▸ **Problem to solve**: Reproduce, exactly and in full, the records that follow, minus any pictures.
▽
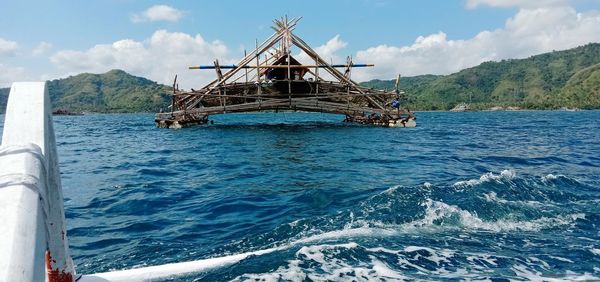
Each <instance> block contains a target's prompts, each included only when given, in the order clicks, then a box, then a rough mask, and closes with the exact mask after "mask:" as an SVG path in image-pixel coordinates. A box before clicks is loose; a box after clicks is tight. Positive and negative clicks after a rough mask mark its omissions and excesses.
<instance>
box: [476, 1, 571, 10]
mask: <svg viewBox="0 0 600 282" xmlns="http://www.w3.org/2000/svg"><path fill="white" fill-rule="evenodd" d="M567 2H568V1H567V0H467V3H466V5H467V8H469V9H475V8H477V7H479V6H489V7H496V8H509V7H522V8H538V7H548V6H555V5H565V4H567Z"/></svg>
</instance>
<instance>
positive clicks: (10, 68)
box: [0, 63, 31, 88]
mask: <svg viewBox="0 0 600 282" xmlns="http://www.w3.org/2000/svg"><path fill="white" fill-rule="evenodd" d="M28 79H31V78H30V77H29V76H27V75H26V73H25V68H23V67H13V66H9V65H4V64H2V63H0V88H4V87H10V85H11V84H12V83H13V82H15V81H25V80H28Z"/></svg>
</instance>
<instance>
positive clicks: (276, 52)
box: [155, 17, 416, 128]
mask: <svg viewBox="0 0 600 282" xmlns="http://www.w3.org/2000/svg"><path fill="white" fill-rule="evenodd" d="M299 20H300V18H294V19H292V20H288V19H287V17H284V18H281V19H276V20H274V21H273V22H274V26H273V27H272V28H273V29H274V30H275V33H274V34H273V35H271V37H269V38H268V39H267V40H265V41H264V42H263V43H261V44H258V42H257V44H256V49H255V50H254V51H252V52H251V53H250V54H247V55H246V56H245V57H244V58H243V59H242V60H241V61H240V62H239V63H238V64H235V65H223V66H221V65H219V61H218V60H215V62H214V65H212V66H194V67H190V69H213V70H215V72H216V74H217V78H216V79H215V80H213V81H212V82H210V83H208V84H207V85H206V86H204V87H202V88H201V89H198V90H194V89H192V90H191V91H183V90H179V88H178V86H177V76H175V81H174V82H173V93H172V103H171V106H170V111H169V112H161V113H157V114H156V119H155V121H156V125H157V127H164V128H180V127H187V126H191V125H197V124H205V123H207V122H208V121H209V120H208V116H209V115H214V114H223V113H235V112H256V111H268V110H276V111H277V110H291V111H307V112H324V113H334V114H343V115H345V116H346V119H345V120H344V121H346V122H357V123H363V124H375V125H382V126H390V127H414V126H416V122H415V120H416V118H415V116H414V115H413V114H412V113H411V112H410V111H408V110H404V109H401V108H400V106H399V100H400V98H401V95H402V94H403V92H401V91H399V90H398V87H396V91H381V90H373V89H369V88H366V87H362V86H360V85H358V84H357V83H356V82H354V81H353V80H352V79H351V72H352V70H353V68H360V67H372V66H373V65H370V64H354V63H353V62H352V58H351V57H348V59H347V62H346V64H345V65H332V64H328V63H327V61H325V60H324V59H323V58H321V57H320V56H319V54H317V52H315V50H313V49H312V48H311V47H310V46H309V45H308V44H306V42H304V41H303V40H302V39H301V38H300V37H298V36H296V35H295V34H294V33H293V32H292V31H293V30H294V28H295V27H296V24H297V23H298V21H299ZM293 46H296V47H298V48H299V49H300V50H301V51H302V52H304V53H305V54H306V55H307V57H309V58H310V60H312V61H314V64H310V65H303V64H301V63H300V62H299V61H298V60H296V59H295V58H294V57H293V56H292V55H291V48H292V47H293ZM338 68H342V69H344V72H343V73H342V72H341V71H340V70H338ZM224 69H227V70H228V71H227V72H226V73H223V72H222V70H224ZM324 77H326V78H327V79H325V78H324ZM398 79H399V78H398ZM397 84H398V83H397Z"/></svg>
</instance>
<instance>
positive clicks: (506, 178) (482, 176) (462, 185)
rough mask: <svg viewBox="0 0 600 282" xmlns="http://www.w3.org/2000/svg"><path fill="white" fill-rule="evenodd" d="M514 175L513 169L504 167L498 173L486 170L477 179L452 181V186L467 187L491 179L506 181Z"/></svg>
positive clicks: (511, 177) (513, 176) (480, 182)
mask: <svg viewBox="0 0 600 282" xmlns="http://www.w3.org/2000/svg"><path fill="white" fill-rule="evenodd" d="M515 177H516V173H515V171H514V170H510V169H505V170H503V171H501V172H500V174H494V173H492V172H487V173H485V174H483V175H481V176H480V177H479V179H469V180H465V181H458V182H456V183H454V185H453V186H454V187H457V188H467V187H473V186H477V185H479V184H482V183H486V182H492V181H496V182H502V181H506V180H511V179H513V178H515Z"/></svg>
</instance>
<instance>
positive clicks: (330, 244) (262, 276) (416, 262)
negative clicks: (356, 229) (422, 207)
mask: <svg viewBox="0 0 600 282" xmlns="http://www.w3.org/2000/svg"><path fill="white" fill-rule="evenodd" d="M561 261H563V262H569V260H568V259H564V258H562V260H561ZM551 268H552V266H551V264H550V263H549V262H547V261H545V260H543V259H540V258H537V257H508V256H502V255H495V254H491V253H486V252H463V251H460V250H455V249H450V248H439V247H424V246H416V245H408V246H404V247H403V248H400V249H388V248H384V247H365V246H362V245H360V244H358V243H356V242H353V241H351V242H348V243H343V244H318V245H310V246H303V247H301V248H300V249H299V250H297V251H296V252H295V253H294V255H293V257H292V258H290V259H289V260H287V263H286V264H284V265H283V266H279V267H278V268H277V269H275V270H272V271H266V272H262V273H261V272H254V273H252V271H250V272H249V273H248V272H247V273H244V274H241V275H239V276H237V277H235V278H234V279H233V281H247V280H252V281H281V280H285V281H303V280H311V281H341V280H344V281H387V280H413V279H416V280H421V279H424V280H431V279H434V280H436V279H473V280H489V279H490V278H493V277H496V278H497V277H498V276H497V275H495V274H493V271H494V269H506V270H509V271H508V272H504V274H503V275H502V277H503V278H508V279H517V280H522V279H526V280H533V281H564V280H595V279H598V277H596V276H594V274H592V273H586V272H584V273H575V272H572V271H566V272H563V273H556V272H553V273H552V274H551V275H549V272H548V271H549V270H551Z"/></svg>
△
▸ **Answer for this exercise**:
Each <instance> block contains a target's prompts, each included only when given, in the order clicks, then a box, then a rough mask, and closes with the exact mask after "mask:" as an SVG path in image-pixel coordinates. A box before clicks is loose; a box after clicks is tight. Positive and negative clicks after a rough mask mark its omissions and excesses.
<instance>
box: [476, 1, 571, 10]
mask: <svg viewBox="0 0 600 282" xmlns="http://www.w3.org/2000/svg"><path fill="white" fill-rule="evenodd" d="M567 2H568V1H567V0H467V3H466V5H467V8H469V9H475V8H477V7H479V6H489V7H496V8H509V7H522V8H538V7H548V6H555V5H565V4H567Z"/></svg>
</instance>
<instance>
positive clicks: (10, 68)
box: [0, 63, 31, 88]
mask: <svg viewBox="0 0 600 282" xmlns="http://www.w3.org/2000/svg"><path fill="white" fill-rule="evenodd" d="M28 79H31V78H30V77H29V76H27V75H26V73H25V68H23V67H13V66H9V65H4V64H2V63H0V88H4V87H10V85H11V84H12V83H13V82H15V81H25V80H28Z"/></svg>
</instance>
<instance>
positive clicks: (276, 52)
box: [155, 17, 416, 128]
mask: <svg viewBox="0 0 600 282" xmlns="http://www.w3.org/2000/svg"><path fill="white" fill-rule="evenodd" d="M299 20H300V18H294V19H292V20H288V19H287V17H284V18H281V19H276V20H274V21H273V22H274V26H273V27H272V28H273V29H274V30H275V33H274V34H273V35H271V37H269V38H268V39H267V40H265V41H264V42H263V43H261V44H258V42H257V44H256V49H255V50H254V51H252V52H251V53H250V54H247V55H246V56H245V57H244V58H243V59H242V60H241V61H240V62H239V63H238V64H235V65H223V66H221V65H219V61H218V60H215V62H214V65H212V66H194V67H190V69H213V70H215V72H216V74H217V78H216V79H215V80H213V81H212V82H210V83H208V84H207V85H206V86H204V87H202V88H201V89H198V90H194V89H192V90H191V91H183V90H179V88H178V86H177V76H175V81H174V82H173V93H172V103H171V106H170V111H169V112H161V113H157V114H156V119H155V121H156V125H157V127H164V128H180V127H187V126H191V125H197V124H205V123H207V122H208V121H209V120H208V116H209V115H214V114H223V113H235V112H256V111H268V110H276V111H277V110H291V111H307V112H324V113H334V114H343V115H345V116H346V119H345V120H344V121H346V122H357V123H363V124H375V125H382V126H390V127H414V126H416V122H415V120H416V118H415V116H414V115H413V114H412V113H411V112H410V111H408V110H404V109H401V108H400V106H399V100H400V98H401V95H402V94H403V92H401V91H399V90H398V87H396V91H381V90H373V89H369V88H366V87H362V86H360V85H358V84H357V83H356V82H354V81H353V80H352V79H351V72H352V70H353V68H360V67H372V66H373V65H370V64H354V63H353V62H352V58H351V57H348V59H347V62H346V64H345V65H332V64H328V63H327V61H325V60H324V59H323V58H321V57H320V56H319V54H317V52H315V50H313V49H312V48H311V47H310V46H309V45H308V44H306V42H304V41H303V40H302V39H301V38H300V37H298V36H296V35H295V34H294V33H293V32H292V31H293V30H294V28H295V27H296V24H297V23H298V21H299ZM293 46H296V47H298V48H299V49H300V50H301V51H302V52H304V53H305V54H306V55H307V57H309V58H310V60H312V61H314V64H310V65H303V64H301V63H300V62H299V61H298V60H296V59H295V58H294V57H293V56H292V55H291V48H292V47H293ZM338 68H342V69H344V72H343V73H342V72H341V71H340V70H338ZM224 69H227V70H228V71H227V72H226V73H223V72H222V70H224ZM324 77H326V78H327V79H325V78H324ZM398 79H399V78H398ZM397 84H398V83H397Z"/></svg>
</instance>
<instance>
positive clicks: (506, 178) (482, 176) (462, 185)
rough mask: <svg viewBox="0 0 600 282" xmlns="http://www.w3.org/2000/svg"><path fill="white" fill-rule="evenodd" d="M514 175L513 169L504 167L498 173L486 170L477 179L452 181V186L467 187L491 179L506 181Z"/></svg>
positive clicks: (511, 177) (513, 176) (480, 182)
mask: <svg viewBox="0 0 600 282" xmlns="http://www.w3.org/2000/svg"><path fill="white" fill-rule="evenodd" d="M515 177H516V173H515V171H514V170H510V169H505V170H503V171H501V172H500V174H494V173H492V172H487V173H485V174H483V175H481V176H480V177H479V179H469V180H465V181H458V182H456V183H454V185H453V186H454V187H457V188H467V187H473V186H477V185H479V184H482V183H486V182H492V181H496V182H502V181H506V180H511V179H513V178H515Z"/></svg>
</instance>
<instance>
positive clicks: (330, 244) (262, 276) (416, 262)
negative clicks: (356, 229) (422, 207)
mask: <svg viewBox="0 0 600 282" xmlns="http://www.w3.org/2000/svg"><path fill="white" fill-rule="evenodd" d="M561 261H563V262H569V260H568V259H564V258H562V260H561ZM551 268H552V266H551V264H550V263H549V262H547V261H545V260H543V259H540V258H537V257H508V256H502V255H495V254H491V253H486V252H463V251H460V250H455V249H450V248H439V247H424V246H416V245H408V246H404V247H403V248H400V249H388V248H384V247H365V246H362V245H360V244H358V243H356V242H353V241H351V242H348V243H343V244H318V245H310V246H303V247H301V248H300V249H299V250H297V251H296V252H295V253H294V255H293V257H292V258H290V259H289V260H287V263H286V264H284V265H283V266H279V267H278V268H277V269H275V270H272V271H266V272H262V273H261V272H254V273H252V271H250V272H249V273H248V272H247V273H244V274H241V275H239V276H237V277H235V278H234V279H233V281H247V280H252V281H281V280H285V281H303V280H311V281H341V280H344V281H387V280H413V279H416V280H421V279H424V280H431V279H434V280H436V279H473V280H489V279H490V278H493V277H496V278H497V277H498V276H497V275H495V274H493V271H494V269H506V270H509V271H508V272H504V274H503V275H502V277H503V278H508V279H517V280H522V279H526V280H533V281H564V280H595V279H598V277H596V276H594V274H592V273H586V272H584V273H575V272H572V271H566V272H563V273H556V272H553V273H552V274H551V275H549V272H548V271H549V270H551Z"/></svg>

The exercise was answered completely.